Problem statement | Return the lines below as a JSON list of strings, one string per line, skipping blank lines and leaving out the pictures.

Extracted data entries
__________________________________________________
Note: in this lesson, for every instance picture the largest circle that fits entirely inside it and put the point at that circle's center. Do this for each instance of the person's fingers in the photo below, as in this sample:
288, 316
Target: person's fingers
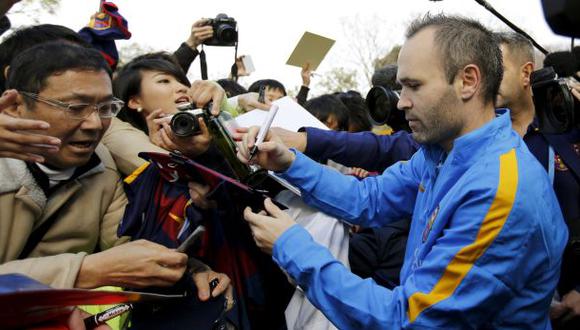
217, 99
223, 284
272, 208
201, 22
17, 124
256, 220
242, 158
38, 140
171, 258
201, 281
151, 121
203, 127
155, 114
166, 138
251, 136
268, 146
22, 156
__________________________________________________
Complete response |
[
  "Note: in this lesson, for every instance picture the largest circle that fits entirely inside it and put the point at that circle's center. Do this for each instance of the person's fingers in the photo below, as in this sample:",
  "288, 316",
  "Target: person's fingers",
  "217, 99",
  "223, 284",
  "272, 208",
  "201, 22",
  "17, 124",
  "256, 220",
  "242, 158",
  "38, 140",
  "171, 258",
  "201, 281",
  "151, 121",
  "203, 127",
  "155, 114",
  "166, 138",
  "251, 136",
  "268, 146",
  "22, 156"
]